[LISTED RECORDS]

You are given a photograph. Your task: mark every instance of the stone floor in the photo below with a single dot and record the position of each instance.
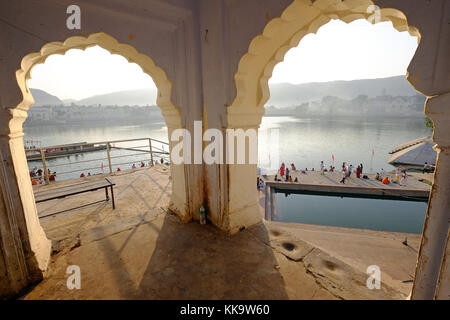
(139, 251)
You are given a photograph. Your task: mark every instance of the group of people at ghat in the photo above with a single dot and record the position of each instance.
(284, 174)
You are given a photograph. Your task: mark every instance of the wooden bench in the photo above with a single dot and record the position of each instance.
(70, 190)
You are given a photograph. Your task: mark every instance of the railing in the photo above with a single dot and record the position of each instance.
(63, 160)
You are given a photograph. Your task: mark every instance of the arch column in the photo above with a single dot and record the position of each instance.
(432, 265)
(243, 208)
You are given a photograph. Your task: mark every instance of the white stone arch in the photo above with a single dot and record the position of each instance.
(283, 33)
(170, 113)
(255, 68)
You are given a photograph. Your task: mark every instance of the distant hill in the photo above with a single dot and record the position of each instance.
(286, 94)
(42, 98)
(140, 97)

[/LISTED RECORDS]

When you reach a picture, pass over it; write out all other material exactly.

You are given a photograph. Your task: mark every instance of the stone floor in the photo below with a single dot and record the position of each instance.
(139, 251)
You are given a photograph. Your task: mark every instance of the group of people at ghat in the photo above with a single dot and record the position of each instance.
(284, 174)
You are given a photograph. Your task: mark every instance of the wooden bench in the photo above with a single dot and record the position of each instance.
(70, 190)
You are given a photograph. Your task: mark every instance of the railing in the photo above with a single dot and record the position of each instance.
(63, 160)
You are given a photograph. Your task: mark every instance of the arch column in the photo above with a single dot and record the position of each instance.
(432, 265)
(243, 208)
You are given a photograph. Your task: mark every instance of the white stone arch in the photo above with a single dot and record the position of each instance.
(283, 33)
(170, 113)
(255, 68)
You are given a photograph. Your task: mark every instance of the distant hill in the photo above with a single dot and record the position of each instance.
(286, 94)
(42, 98)
(140, 97)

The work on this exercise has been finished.